TASK TO CARRY OUT: Below are records to be repeated exactly. Leave their pictures behind.

INPUT RECORDS:

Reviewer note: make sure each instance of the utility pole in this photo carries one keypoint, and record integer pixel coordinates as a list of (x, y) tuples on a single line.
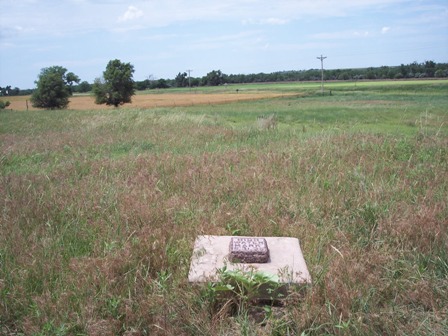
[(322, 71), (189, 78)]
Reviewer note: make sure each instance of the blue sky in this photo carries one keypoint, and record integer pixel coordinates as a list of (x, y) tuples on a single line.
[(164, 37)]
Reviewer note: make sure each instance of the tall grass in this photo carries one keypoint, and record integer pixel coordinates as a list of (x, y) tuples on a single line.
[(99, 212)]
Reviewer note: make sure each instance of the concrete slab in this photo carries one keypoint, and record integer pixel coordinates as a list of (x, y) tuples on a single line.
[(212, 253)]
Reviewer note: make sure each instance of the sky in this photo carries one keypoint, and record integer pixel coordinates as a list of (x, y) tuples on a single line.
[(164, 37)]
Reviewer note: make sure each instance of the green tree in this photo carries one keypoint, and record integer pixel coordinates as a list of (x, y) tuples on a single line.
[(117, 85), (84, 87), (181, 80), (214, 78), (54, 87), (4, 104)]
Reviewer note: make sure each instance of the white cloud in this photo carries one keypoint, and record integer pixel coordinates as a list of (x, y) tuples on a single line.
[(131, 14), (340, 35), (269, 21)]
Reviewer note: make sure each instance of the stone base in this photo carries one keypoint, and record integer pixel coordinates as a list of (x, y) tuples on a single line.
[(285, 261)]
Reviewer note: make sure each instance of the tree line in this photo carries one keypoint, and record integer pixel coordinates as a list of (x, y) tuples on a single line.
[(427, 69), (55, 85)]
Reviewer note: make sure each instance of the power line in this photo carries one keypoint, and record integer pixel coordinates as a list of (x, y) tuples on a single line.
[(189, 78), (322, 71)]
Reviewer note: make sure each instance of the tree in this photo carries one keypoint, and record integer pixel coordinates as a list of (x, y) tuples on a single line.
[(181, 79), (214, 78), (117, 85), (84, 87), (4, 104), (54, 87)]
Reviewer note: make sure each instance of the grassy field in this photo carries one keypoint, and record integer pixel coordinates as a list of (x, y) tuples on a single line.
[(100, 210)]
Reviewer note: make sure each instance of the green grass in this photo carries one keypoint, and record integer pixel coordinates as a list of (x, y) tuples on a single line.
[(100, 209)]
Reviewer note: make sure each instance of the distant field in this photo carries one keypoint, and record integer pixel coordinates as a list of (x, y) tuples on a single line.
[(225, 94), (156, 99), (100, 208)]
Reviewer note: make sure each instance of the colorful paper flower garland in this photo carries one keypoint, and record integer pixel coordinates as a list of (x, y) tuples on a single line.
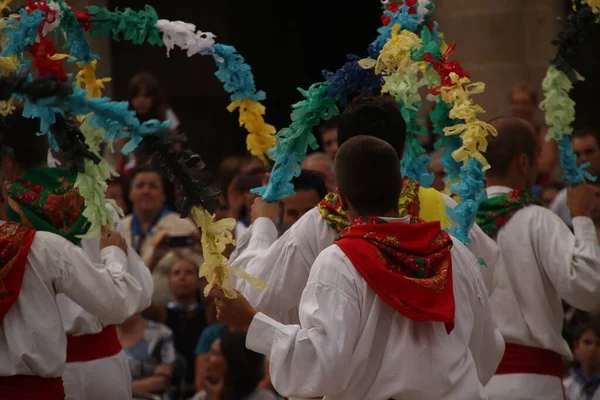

RESULT OF THE EXERCISE:
Reviewer note: make sure each instance of the utility pole in this photo carries one keypoint, and record integer pixel coordinates as a list of (x, y) tuples on a single line.
[(322, 71), (189, 78)]
Reviewer note: make sure each instance of the blue sky in this photo carries one keypoint, and record integer pixel coordinates as a list of (x, y) tuples on a single line.
[(164, 37)]
Reviewer note: make sure each instance of the tall grass in this photo carries one keypoint, and record integer pixel coordinates as a list of (x, y) tuples on a single line.
[(99, 212)]
Reviewer note: make sure each instance of the concrete slab in this photo carries one keypoint, and record integer pixel coordinates as a list of (x, y) tuples on a single line.
[(212, 253)]
Reviewer note: make sure each instance of the sky in this photo carries one keypoint, and record integer pixel coordinates as a list of (x, y) tuples on a single line.
[(164, 37)]
Reviewer note: make sure each instance of the green tree in this photo carries one keypoint, and record integer pixel coordinates as a list of (x, y) tuples on a single line.
[(117, 85), (84, 87), (181, 80), (214, 78), (54, 87), (4, 104)]
Reviewer note: make sure each instance of the white cloud in this photo carries one keypoint, and record integer pixel coordinates as a list of (x, y) tuples on a single line.
[(131, 14), (340, 35), (269, 21)]
Reviewer note: make sure each instance of the stone base in this photo carries one keypoint, and record integer pixel coordinates as a list of (x, y) tuples on a single line.
[(285, 261)]
Reviewer note: make sure each instance of the tree line in this photo carries one keypoint, and record integer pixel coordinates as a list of (x, y) tuples on a single line.
[(427, 69), (55, 85)]
Reviewer note: make sure each instance of the power line in this photo carries one keypoint, and record integer pixel coordinates as a list of (x, y) tuples on a single line.
[(189, 78), (322, 71)]
Reviewer note: make sure each instance of the tree in this photo carries one keypoint, and record integer pixel coordinates as a list of (x, y) tuples on a single line.
[(181, 79), (214, 78), (117, 85), (84, 87), (4, 104), (54, 87)]
Reviewer note: make sure each instance of the grassy field in this photo carries one keypoint, and record integer pixel coordinates as a list of (x, y) tuples on a single line.
[(100, 210)]
Reviewer note: make sure each instance of the green grass in this photo carries one keypoint, and record integer pixel coordinates as a list of (x, y) tuples on a single line.
[(100, 209)]
Reviewer note: make sure each instance of the distant field in this photo carries one keypoint, and record integer pixel coordinates as a list of (x, y) tuples on a single line.
[(225, 94), (156, 99), (100, 208)]
Reviewer note: make sure each instance of the colorful paper flower garland in this photo carries one keypoint, and record integer pixel coordinates as a list of (x, y) tuples on a single line.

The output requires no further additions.